State how many lines in the material below contain the string "using", counting case-sensitively, and give only that number.
(EXERCISE INPUT)
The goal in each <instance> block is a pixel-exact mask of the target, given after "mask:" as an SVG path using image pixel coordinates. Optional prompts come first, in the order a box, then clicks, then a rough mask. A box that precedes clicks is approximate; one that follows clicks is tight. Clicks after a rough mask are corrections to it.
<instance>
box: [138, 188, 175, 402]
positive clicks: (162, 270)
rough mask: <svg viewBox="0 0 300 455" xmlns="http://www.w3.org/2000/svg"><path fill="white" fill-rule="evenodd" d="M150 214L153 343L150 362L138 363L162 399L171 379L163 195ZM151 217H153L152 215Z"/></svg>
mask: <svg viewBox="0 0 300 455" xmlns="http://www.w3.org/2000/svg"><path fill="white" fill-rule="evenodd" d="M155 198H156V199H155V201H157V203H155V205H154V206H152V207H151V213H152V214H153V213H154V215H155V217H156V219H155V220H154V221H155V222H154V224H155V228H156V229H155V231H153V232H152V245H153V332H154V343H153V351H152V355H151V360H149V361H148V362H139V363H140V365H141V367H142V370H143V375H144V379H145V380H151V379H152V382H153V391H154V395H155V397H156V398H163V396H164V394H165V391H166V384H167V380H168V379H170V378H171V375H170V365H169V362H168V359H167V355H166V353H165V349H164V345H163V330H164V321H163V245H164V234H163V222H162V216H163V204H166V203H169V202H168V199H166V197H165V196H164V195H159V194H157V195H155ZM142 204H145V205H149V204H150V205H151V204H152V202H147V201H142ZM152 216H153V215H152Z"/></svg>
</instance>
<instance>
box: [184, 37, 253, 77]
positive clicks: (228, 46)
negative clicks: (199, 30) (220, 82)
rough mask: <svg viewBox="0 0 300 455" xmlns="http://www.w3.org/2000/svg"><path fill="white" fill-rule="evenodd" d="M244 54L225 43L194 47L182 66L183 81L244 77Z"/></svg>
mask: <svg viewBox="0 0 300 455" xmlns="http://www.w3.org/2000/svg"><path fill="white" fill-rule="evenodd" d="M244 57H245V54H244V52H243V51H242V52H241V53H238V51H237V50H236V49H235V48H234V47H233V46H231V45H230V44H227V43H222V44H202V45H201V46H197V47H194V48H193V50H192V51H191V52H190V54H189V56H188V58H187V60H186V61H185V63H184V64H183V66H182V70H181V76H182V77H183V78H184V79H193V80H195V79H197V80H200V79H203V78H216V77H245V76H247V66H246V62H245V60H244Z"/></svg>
(End EXERCISE INPUT)
(EXERCISE INPUT)
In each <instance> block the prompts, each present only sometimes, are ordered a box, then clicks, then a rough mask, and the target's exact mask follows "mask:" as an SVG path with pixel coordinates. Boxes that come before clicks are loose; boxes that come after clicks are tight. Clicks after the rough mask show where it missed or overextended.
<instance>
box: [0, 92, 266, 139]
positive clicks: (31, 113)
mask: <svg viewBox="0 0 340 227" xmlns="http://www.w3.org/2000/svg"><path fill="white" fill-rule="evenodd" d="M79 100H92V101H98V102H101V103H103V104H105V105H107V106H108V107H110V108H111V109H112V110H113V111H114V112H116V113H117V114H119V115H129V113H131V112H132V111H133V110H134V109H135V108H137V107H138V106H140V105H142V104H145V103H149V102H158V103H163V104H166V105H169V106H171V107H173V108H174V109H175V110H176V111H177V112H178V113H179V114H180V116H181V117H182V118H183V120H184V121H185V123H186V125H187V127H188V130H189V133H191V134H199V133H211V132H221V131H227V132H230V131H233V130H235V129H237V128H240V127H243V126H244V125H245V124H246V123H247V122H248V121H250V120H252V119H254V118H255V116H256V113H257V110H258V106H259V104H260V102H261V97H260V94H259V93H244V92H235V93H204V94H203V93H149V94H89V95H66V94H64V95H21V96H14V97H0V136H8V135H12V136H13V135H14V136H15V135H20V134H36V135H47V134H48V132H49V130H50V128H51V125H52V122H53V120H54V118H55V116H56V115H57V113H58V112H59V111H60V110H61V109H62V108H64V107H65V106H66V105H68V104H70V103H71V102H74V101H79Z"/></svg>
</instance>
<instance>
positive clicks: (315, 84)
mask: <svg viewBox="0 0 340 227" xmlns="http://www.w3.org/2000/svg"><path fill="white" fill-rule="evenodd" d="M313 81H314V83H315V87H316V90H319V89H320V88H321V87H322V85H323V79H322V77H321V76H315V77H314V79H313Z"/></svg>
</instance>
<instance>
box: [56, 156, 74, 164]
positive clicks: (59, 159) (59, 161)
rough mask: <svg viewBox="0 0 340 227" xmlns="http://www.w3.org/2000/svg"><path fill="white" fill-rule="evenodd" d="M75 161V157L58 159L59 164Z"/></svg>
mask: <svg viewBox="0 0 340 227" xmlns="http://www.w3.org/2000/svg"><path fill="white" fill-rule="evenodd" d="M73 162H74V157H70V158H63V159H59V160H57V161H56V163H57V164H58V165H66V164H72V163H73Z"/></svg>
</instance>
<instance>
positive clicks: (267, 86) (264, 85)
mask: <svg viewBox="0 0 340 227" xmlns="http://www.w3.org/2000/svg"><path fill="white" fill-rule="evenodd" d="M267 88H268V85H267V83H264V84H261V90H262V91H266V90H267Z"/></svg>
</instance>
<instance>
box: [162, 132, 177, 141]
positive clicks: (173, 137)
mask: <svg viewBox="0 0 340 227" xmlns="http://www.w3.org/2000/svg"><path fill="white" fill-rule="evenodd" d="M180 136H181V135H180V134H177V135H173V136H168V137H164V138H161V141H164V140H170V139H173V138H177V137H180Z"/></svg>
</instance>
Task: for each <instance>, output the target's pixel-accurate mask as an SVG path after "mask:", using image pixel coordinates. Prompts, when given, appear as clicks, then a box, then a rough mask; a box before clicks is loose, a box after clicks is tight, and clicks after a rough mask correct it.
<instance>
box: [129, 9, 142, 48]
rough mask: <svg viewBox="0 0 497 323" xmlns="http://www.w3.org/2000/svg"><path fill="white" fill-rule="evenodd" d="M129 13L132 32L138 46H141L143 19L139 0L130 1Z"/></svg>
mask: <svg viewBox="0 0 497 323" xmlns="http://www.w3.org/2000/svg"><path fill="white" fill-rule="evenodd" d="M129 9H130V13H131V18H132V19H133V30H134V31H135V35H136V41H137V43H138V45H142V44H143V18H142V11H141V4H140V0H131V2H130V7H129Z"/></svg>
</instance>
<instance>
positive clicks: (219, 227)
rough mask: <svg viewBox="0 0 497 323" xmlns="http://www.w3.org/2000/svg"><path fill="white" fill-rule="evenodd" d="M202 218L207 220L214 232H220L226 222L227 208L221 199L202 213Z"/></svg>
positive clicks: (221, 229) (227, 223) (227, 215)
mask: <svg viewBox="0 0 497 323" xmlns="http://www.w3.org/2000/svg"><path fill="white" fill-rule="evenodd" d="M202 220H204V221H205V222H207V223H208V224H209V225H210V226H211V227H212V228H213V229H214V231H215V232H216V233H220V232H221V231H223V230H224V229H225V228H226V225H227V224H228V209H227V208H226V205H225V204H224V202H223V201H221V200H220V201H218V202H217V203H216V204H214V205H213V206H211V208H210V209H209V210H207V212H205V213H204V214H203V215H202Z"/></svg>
(End EXERCISE INPUT)
### RESULT OF THIS EXERCISE:
2